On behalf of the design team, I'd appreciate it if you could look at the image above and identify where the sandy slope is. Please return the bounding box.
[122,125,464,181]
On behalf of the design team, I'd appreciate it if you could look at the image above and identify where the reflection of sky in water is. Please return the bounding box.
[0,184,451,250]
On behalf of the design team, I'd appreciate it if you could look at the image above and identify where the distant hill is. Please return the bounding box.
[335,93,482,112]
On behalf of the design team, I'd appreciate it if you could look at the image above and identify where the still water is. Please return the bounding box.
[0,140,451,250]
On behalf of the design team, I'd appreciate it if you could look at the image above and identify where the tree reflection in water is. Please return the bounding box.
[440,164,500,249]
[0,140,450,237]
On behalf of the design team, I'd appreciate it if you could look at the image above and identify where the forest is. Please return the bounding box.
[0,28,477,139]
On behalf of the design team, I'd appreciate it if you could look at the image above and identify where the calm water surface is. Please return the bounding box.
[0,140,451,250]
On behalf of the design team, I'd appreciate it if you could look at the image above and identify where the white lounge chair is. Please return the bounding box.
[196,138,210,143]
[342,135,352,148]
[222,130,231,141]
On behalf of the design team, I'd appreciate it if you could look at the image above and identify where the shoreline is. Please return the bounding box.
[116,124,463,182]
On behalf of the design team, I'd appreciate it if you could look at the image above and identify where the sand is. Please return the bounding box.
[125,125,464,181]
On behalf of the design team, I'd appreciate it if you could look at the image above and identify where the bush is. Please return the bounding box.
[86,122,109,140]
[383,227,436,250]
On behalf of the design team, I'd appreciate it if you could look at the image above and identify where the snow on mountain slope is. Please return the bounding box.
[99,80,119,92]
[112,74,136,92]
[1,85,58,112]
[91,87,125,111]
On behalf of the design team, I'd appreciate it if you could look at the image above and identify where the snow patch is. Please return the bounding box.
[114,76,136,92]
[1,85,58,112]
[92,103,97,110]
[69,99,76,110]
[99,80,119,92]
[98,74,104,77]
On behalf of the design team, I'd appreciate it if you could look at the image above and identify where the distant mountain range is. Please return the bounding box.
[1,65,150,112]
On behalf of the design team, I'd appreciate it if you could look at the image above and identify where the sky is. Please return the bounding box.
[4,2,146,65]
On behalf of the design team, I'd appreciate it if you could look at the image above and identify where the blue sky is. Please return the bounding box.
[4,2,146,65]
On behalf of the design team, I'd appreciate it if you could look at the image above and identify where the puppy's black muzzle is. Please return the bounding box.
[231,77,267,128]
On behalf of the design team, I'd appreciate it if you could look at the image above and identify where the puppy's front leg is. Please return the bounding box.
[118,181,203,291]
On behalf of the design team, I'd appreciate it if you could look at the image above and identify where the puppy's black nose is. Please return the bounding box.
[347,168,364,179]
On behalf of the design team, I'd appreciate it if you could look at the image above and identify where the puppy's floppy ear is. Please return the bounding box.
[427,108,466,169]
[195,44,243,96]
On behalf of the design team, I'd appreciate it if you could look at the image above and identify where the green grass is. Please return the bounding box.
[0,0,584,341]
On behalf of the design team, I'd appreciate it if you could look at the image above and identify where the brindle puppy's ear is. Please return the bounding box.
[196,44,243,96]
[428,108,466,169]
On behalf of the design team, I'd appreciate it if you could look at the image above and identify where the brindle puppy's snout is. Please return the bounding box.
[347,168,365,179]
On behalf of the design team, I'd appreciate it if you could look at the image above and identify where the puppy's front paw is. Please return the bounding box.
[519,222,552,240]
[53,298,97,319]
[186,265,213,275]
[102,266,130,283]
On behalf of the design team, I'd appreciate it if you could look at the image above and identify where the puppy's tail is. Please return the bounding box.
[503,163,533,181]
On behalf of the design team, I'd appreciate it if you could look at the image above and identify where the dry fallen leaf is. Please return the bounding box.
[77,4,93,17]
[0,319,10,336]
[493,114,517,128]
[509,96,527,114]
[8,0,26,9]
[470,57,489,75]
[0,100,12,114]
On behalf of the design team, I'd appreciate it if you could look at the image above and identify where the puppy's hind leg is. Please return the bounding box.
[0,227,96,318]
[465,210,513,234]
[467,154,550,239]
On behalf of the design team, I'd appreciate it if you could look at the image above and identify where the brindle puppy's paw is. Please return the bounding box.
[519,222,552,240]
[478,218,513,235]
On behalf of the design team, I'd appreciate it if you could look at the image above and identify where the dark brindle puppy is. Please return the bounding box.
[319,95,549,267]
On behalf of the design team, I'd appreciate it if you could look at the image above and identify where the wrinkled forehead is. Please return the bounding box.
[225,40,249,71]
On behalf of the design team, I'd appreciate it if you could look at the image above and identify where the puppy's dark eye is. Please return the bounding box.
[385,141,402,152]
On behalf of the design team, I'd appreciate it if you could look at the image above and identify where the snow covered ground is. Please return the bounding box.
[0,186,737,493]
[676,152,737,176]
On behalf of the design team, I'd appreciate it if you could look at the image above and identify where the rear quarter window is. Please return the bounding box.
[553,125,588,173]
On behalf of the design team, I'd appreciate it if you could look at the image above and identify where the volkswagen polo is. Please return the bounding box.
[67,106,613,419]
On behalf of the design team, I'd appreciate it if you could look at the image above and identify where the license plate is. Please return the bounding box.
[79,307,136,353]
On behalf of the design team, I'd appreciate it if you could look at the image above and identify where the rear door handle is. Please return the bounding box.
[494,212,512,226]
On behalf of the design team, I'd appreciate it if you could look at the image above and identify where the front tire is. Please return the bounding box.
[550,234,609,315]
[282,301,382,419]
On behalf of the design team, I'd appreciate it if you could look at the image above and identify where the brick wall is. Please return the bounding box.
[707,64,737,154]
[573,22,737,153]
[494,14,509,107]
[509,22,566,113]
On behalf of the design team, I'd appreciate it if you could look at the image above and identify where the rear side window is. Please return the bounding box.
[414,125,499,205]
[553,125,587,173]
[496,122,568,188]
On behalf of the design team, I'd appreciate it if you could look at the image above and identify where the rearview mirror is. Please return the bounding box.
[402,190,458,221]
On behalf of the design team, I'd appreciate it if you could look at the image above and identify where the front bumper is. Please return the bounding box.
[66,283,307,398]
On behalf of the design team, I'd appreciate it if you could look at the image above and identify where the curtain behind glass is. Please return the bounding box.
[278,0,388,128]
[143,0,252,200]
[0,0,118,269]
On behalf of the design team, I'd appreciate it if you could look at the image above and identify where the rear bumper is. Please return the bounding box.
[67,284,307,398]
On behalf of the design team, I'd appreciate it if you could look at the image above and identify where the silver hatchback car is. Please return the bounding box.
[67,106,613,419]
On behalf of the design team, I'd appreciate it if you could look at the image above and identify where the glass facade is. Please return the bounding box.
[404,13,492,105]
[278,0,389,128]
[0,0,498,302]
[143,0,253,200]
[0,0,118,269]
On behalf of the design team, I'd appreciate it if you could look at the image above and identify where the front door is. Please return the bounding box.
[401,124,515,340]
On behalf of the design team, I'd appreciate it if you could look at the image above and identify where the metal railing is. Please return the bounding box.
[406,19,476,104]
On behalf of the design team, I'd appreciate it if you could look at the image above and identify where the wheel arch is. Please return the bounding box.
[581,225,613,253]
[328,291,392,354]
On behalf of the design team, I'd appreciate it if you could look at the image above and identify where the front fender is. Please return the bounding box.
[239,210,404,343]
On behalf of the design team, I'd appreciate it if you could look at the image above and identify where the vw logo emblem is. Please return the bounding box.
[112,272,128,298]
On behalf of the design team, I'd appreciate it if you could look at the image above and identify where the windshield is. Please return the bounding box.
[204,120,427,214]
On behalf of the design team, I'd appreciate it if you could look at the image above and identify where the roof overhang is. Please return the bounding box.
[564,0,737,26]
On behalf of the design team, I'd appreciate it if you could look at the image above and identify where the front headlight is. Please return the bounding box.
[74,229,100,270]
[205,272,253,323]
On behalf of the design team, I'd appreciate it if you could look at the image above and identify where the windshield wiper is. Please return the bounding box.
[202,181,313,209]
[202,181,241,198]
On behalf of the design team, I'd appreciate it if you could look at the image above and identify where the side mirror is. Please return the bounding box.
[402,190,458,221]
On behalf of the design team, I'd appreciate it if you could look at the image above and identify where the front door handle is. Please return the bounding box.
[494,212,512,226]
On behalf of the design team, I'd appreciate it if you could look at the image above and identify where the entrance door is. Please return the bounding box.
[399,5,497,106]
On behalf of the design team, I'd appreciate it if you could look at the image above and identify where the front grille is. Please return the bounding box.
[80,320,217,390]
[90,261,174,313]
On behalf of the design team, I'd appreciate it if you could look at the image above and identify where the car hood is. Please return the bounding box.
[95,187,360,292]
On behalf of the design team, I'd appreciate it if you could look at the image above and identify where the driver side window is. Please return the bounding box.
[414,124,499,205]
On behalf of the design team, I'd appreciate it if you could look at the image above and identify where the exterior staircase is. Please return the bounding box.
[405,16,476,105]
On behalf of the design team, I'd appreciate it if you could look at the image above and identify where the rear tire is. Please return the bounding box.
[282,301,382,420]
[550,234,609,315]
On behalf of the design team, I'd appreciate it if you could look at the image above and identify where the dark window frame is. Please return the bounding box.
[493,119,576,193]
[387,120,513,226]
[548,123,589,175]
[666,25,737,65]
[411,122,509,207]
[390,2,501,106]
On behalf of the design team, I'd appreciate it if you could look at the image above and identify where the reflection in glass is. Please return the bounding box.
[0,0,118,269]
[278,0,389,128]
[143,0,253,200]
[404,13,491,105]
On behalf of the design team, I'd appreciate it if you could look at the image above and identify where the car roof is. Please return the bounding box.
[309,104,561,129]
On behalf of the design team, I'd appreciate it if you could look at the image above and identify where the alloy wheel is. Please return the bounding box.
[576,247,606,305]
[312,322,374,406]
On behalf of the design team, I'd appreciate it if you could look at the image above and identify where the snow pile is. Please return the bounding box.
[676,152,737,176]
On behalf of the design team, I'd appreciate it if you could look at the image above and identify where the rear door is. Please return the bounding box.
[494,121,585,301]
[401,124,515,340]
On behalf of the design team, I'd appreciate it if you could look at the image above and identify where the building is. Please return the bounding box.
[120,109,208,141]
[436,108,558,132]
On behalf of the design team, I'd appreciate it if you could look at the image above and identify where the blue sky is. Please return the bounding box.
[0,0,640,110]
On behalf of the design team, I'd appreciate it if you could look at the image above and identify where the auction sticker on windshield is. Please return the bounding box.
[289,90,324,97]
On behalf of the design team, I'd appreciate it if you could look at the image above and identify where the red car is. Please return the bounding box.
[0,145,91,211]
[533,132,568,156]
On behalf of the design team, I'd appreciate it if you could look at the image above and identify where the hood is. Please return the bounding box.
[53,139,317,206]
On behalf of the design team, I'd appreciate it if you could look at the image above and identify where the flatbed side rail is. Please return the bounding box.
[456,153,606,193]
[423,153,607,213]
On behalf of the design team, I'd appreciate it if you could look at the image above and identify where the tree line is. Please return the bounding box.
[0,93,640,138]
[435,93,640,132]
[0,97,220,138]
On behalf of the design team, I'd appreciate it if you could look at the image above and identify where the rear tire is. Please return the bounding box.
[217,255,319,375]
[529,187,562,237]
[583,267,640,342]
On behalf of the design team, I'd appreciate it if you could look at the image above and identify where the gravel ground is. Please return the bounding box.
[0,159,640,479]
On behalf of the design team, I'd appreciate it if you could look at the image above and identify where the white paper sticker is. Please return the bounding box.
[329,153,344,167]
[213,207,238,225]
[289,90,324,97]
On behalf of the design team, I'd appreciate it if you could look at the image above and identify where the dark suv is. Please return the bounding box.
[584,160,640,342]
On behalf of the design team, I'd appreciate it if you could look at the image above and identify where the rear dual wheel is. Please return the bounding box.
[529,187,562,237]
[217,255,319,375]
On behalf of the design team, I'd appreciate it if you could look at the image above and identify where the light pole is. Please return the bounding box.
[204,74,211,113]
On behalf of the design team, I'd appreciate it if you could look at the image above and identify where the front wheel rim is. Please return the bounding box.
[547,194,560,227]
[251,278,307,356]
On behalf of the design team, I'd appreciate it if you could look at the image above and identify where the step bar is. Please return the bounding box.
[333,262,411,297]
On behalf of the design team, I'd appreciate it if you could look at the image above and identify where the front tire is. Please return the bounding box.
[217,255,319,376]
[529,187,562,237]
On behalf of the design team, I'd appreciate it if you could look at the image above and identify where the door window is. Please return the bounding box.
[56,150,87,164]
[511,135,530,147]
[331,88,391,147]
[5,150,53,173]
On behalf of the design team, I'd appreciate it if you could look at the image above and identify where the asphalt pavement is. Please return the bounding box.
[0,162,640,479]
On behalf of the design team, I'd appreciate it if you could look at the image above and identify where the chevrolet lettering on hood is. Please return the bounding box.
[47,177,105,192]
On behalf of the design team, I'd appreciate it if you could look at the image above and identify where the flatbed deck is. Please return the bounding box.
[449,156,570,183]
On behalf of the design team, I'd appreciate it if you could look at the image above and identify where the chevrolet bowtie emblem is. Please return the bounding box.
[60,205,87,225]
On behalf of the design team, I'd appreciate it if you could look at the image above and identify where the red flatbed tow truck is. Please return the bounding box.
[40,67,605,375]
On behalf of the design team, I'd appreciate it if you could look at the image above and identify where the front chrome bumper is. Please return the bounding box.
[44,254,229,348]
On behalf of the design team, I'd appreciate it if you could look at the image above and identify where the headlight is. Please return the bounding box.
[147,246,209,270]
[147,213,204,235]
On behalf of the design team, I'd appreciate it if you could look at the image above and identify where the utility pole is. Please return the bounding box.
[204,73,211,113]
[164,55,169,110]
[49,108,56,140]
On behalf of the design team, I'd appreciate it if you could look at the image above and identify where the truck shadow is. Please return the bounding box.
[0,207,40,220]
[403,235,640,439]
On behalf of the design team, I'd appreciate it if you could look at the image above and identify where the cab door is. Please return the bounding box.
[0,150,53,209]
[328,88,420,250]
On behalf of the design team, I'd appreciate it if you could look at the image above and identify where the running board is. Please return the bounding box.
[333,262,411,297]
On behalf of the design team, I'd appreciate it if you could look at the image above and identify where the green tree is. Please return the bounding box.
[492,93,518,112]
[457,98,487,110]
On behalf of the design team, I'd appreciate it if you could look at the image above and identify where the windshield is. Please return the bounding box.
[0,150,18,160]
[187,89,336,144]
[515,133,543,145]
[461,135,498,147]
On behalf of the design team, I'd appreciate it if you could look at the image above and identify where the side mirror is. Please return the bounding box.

================================

## PROBLEM TO WORK ON
Format the entries as a numbered list, starting with the first line of the entries and ending with the line that contains "[0,184,451,250]". Omit blank lines.

## RESPONSE TO THIS TASK
1. On behalf of the design team, I'd appreciate it if you could look at the image above and identify where the sandy slope is. Please return the bounding box.
2. [122,125,464,181]
3. On behalf of the design team, I'd appreciate it if you could look at the image above and identify where the reflection of sky in water is. Please return the bounding box.
4. [0,184,451,250]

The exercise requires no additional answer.